___ MATERIALS PROVIDED

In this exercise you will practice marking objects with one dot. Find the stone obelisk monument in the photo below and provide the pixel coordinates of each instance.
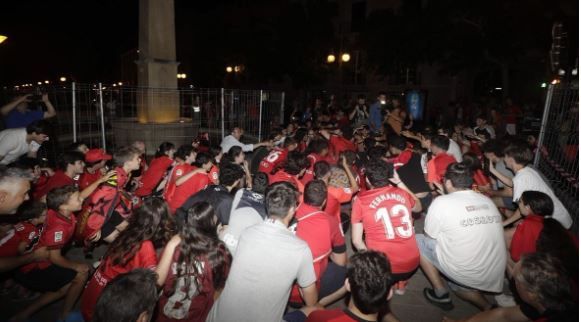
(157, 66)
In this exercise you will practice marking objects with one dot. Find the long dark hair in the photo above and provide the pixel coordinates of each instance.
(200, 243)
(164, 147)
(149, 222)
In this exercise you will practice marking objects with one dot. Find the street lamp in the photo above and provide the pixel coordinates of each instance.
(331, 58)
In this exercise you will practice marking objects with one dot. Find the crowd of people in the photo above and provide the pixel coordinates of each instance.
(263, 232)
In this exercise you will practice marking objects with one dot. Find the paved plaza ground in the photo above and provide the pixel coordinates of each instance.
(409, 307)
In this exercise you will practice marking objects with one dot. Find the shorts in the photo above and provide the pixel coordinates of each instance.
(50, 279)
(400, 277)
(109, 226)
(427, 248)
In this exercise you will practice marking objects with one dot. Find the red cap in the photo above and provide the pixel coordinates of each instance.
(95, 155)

______
___ MATERIALS PROVIDED

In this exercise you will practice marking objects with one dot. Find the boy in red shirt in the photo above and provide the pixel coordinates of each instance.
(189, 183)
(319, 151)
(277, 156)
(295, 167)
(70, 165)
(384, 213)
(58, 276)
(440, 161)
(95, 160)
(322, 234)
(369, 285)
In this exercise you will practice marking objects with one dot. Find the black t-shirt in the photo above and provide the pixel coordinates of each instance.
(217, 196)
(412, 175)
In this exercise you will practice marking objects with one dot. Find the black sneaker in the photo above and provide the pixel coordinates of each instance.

______

AIM OF THE TASK —
Return, with no change at all, every line in the entries above from the line containing "Find the boy" through the line containing "the black sneaker".

REPLY TO THE EXERCISE —
In this exercise you will practice marking objects with one dot. Find the boy in red shirt in the photo above and provide the pixel coordinates of each instance.
(189, 183)
(319, 151)
(277, 156)
(295, 167)
(70, 165)
(384, 213)
(58, 276)
(440, 161)
(95, 160)
(322, 234)
(369, 285)
In this exercise you will practice marking objects with one dot. Find the black t-shirt in the photo above and provide the pixel coordinates of each instance.
(217, 196)
(412, 175)
In this exercise you will practice marking objects with one dot. Find the black sneaker in the photo above and provide the pixel coordinates of each instance.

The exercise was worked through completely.